= Data entries =
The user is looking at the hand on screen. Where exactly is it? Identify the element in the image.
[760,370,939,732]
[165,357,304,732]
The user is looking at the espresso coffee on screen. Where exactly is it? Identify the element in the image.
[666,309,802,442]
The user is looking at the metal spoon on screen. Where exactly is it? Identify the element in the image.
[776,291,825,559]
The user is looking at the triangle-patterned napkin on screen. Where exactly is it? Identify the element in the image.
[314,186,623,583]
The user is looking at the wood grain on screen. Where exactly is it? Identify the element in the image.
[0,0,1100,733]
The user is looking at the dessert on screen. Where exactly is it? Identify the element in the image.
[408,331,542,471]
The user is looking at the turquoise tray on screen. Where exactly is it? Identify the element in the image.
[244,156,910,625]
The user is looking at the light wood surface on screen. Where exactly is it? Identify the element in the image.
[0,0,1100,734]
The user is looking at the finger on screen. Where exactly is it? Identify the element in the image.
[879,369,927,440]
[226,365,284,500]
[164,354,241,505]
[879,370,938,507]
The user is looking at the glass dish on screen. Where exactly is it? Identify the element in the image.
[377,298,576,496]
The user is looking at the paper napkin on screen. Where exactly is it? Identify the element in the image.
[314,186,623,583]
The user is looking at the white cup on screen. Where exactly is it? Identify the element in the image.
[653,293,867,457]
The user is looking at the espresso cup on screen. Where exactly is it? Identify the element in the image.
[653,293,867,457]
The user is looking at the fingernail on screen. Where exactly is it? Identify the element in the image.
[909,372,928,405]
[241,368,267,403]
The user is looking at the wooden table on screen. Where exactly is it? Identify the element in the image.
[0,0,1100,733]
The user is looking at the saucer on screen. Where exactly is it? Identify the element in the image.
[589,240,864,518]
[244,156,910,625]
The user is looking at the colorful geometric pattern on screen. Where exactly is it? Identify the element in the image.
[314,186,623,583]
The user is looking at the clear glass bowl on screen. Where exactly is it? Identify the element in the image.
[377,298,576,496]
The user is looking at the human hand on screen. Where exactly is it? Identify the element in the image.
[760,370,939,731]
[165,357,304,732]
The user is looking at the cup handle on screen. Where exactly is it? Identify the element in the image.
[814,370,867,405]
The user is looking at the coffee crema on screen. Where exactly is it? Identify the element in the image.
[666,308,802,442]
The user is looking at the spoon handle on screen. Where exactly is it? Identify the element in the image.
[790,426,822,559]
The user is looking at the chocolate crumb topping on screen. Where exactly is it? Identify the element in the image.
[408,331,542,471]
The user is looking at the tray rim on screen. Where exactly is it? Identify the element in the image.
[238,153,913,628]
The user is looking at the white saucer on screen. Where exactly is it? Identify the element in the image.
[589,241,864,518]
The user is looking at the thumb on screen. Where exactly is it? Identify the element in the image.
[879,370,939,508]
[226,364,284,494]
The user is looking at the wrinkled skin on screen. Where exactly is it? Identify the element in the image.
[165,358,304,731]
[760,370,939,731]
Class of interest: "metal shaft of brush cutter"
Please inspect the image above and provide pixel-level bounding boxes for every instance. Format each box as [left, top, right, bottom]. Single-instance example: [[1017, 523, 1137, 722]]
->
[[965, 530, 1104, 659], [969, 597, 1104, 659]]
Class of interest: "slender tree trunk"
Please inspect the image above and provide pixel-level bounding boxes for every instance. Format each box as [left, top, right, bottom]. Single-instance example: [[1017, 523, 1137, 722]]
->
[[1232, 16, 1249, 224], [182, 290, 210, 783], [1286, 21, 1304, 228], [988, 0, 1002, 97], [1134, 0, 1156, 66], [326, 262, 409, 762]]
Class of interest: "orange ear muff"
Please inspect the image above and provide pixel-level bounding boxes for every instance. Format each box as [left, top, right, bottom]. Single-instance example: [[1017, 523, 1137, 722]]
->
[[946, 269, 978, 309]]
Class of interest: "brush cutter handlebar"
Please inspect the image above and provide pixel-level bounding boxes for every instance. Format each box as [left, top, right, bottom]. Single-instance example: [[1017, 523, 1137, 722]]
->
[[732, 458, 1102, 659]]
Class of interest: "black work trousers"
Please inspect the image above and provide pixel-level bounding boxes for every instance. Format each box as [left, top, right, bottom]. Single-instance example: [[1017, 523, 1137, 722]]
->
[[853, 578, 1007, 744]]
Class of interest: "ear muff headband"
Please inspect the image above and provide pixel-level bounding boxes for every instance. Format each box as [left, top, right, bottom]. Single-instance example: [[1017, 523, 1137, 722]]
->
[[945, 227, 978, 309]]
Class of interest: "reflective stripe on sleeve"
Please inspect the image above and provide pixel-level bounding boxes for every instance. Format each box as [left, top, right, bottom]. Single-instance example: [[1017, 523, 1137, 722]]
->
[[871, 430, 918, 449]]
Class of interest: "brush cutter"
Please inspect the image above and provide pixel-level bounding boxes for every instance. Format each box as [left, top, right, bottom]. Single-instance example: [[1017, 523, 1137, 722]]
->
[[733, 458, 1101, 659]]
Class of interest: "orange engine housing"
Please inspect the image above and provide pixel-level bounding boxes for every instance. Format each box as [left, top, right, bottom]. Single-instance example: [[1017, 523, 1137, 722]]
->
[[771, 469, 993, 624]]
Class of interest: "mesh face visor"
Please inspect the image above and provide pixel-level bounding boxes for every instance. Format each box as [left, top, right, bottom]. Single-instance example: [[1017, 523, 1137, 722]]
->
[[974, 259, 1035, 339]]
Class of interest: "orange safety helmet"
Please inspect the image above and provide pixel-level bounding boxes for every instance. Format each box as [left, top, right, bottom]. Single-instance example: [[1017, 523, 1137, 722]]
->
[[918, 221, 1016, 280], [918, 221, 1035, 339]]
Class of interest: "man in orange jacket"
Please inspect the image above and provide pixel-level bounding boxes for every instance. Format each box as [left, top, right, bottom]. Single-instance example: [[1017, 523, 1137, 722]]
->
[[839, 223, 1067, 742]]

= Your goal =
Reproduce every line of the data above verbatim, changing nothing.

= Solved problem =
The user is looking at the hand on screen. Where exactly is it? Identify the element in the image.
[760,370,939,732]
[165,357,304,732]
The user is looking at the espresso coffee on screen. Where exactly is it? Identify the element in the image.
[666,309,802,442]
The user is looking at the metal spoon on screen. Where exactly is it? Identify the element in the image.
[776,291,825,559]
The user is looking at the triangle-patterned napkin on screen. Where exactly is it? Identify the element in the image.
[314,186,623,583]
The user is looking at the wood grain on screen. Where exactly is it? Identify the element in the image.
[0,0,1100,733]
The user is looking at the dessert on screen. Where exactly is it? Identify the element in the image.
[408,331,542,471]
The user is looking at the turquoise tray on screen. Where exactly is it? Identify the element in the image.
[244,156,910,625]
The user is looking at the light wood surface on screen. Where exactly is it? Identify the element in the image.
[0,0,1100,734]
The user is looking at the finger on screen. Where exactly is it? Identify the element in the image.
[879,369,927,440]
[226,365,284,500]
[164,354,241,505]
[879,370,938,507]
The user is looking at the glass dish on screen. Where exactly is it? Identify the element in the image.
[377,298,576,496]
The user is looking at the paper napkin on screen. Where exactly is it? Identify the element in the image.
[314,186,623,583]
The user is looking at the white cup on screen. Where exactly is it? Identify the element in the image.
[653,293,867,457]
The user is looking at the espresso cup on screen. Where exactly is it? Identify the element in the image.
[653,293,867,457]
The user is looking at the fingernail on screen. Where exactly is it? Identify the element in the image.
[909,372,928,405]
[241,368,267,403]
The user is looking at the wooden table on screen. Where exactly is it? Identify the element in the image.
[0,0,1100,733]
The user is looking at the saucer on screen. Where exactly is it? Identify the element in the image.
[589,240,864,518]
[244,156,910,625]
The user is looking at the colorful geometric pattern on screen. Where exactly is it? Identify the element in the image.
[314,186,623,583]
The user is looking at the clear glass bowl on screen. Where exactly is it? Identify the element in the image.
[377,298,576,496]
The user is looking at the human hand on screen. Where exactly is it? Identify the element in the image.
[760,370,939,731]
[165,357,304,732]
The user is looking at the cup handle on screen. Where exactly is it? Identify the element in the image.
[814,370,867,405]
The user is looking at the coffee crema on screen. Where exactly is it? Identify the element in the image.
[666,308,802,442]
The user is looking at the spoon handle on screen. Where exactly is it? Identify the element in the image.
[790,426,822,559]
The user is looking at the chocolate crumb topping on screen. Where exactly is it? Identify the element in the image.
[408,331,542,471]
The user is looking at the tray rim on screen. Where exactly is it? Identify the element in the image.
[238,153,913,628]
The user is looking at the white saucer on screen. Where exactly is it? Identify the element in the image.
[589,241,864,518]
The user is looking at the thumb on screen. Where exactly is it? Identify the element in the image.
[879,370,939,508]
[226,364,284,494]
The user is looking at the wrinkled skin on screen. Where exactly is it? Identify the element in the image.
[165,358,304,731]
[760,370,939,731]
Class of interest: "metal shaft of brush cutter"
Please inspect the image above and provide pixel-level bounding boxes for every instance. Format each box as [left, top, right, bottom]. Single-instance example: [[1017, 523, 1137, 722]]
->
[[965, 530, 1104, 659], [969, 597, 1104, 659]]
Class of interest: "slender tree trunk"
Please inspect the image above and provide pixel-level bounding boxes for every instance. Format each box as [left, top, right, bottom]. Single-instance example: [[1017, 523, 1137, 722]]
->
[[1232, 16, 1249, 224], [182, 290, 210, 783], [1286, 21, 1304, 228], [988, 0, 1002, 97], [1134, 0, 1156, 66], [326, 262, 409, 762]]
Class of interest: "orange ear muff"
Please inspect the image above and provide pixel-level bounding boxes for every instance. Format each box as [left, top, right, bottom]. Single-instance example: [[1017, 523, 1137, 722]]
->
[[946, 269, 978, 309]]
Class of interest: "brush cutter handlebar"
Please inspect the image above and provide pixel-level bounding boxes for every instance. Format each box as [left, top, right, bottom]. Single-instance example: [[1017, 523, 1137, 722]]
->
[[732, 458, 1102, 659]]
Class of interest: "black work trousers"
Please inspect the image above and provide pixel-level bounding boxes for every instance. Format each box as [left, top, right, bottom]. Single-instance example: [[1017, 523, 1137, 722]]
->
[[853, 578, 1007, 744]]
Class of interest: "ear muff headband"
Please inspect the image above and provide pixel-level bounding boxes for every instance. Format each box as [left, top, right, bottom]. Single-instance example: [[1017, 523, 1137, 722]]
->
[[945, 227, 978, 309]]
Class of interest: "reflective stripe on sleeve"
Please inspect the image above and provide pixel-level bounding boxes for every instance. Format each box as [left, top, right, bottom]. Single-instance example: [[1017, 523, 1137, 722]]
->
[[871, 430, 918, 449]]
Class of interest: "brush cutter"
Please inspect the image above and provide pixel-level bounding boxes for every instance. Format each box as [left, top, right, bottom]. Single-instance example: [[1017, 523, 1137, 722]]
->
[[733, 458, 1101, 659]]
Class of interest: "orange engine housing"
Please inspect the image above and provide pixel-level bounding boxes for every instance. Format each box as [left, top, right, bottom]. Single-instance example: [[1017, 523, 1137, 722]]
->
[[771, 469, 993, 624]]
Class of interest: "mesh face visor"
Please inspect the image above and provide pixel-level bounding boxes for every instance. Format each box as [left, top, right, bottom]. Single-instance example: [[1017, 523, 1137, 722]]
->
[[974, 259, 1035, 339]]
Class of interest: "orange safety helmet"
Please inspect the image above and provide pixel-level bounding boxes for every instance. Format each box as [left, top, right, bottom]. Single-instance example: [[1017, 523, 1137, 722]]
->
[[918, 221, 1016, 280], [918, 221, 1035, 339]]
Class of interest: "man in orange jacket"
Please inspect the image above and provide pixel-level bounding boxes for every instance. Format each box as [left, top, right, bottom]. Single-instance example: [[1017, 523, 1137, 722]]
->
[[839, 223, 1067, 742]]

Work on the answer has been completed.